## Выбранный отрывок
::::::::
Пускай самая короткая из поэм
О, закрой свои бледные ноги! {*} {8}
{* Сравни обещанную немцами "Nordlicht" [северный свет (нем.)]
сверхкосмика - ? - Теодора Деблера толщиной в две Илиады (30 000 стихов)
{9}.}
навеяна стихами Малларме -
О la berceuse avec ta fille et l'innocence
De vos pieds froids - {10}
дымка раздражения, которая вокруг нее скопилась, заставляет думать, что
в жасминовом тирсе было, пожалуй, и немного крапивы.
Современная менада уже совсем не та, конечно, что была пятнадцать лет
назад.
Вячеслав Иванов обучил ее по-гречески. И он же указал этой, более
мистической, чем страстной, гиперборейке пределы ее вакхизма.
Бурно ринулась Менада
Словно лань,
Словно лань, -
С сердцем, вспугнутым из персей,
Словно лань,
Словно лань, -
С сердцем, бьющимся, как сокол
Во плену,
Во плену, -
С сердцем яростным, как солнце
Поутру,
Поутру, -
С сердцем жертвенным, как солнце
Ввечеру,
Ввечеру... {11}
Эти победные кретики {12} четных строк, которые мало-помалу ослабевают
в анапесты (во плену, поутру, ввечеру) - поистине великолепны. И "Вакханку"
охотно декламируют в наши дни с подмостков.
А кто не оценит литературной красоты и даже значительности
заключительных строк новой оды с ее изумительным, ее единственным на русском
языке не окончанием, а затиханием, даже более - западанием звуков и
символов:
Так и ты, встречая бога,
Сердце, стань,
Сердце, стань.
У последнего порога
Сердце, стань,
Сердце, стань.
Жертва, пей из чаши мирной
Тишину,
Тишину...
Смесь вина с глухою смирной
Тишину,
Тишину...
Вам, конечно, чудится здесь символ сознанных сил и власти над
настроением. Но мне - бог знает почему - жалко той наспех обученной ритуалу
и неискусной в самом экстазе менады, про которую когда-то уверяли, что она
видит
Фиолетовые руки
На эмалевой стене {13}.
Эти годы давно канули в вечность, и мы уже не умеем быть дерзкими. В
самом вызове мы стали или равнодушны, или педантичны.
Вот пьеса Бальмонта в одном из его последних лирических нагромождений
("Птицы в воздухе", 1908 г.).
::::::::
## Фрагмент данных
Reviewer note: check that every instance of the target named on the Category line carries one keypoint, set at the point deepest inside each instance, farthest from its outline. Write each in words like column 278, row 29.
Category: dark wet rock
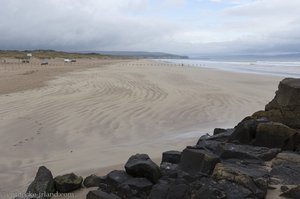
::::::::
## Задания
- 1) Изложите главное из отрывка в двух предложениях.
- 2) Чьими стихами, согласно отрывку, навеяна самая короткая из поэм?

## Ответы по заданиям
- 1) Современная менада уже не та, что пятнадцать лет назад: Вячеслав Иванов обучил ее по-гречески и указал пределы ее вакхизма. Автор называет великолепными кретики четных строк, которые ослабевают в анапесты, но признается, что ему жалко прежней, наспех обученной ритуалу и неискусной в экстазе менады.

- 2) Стихами Малларме.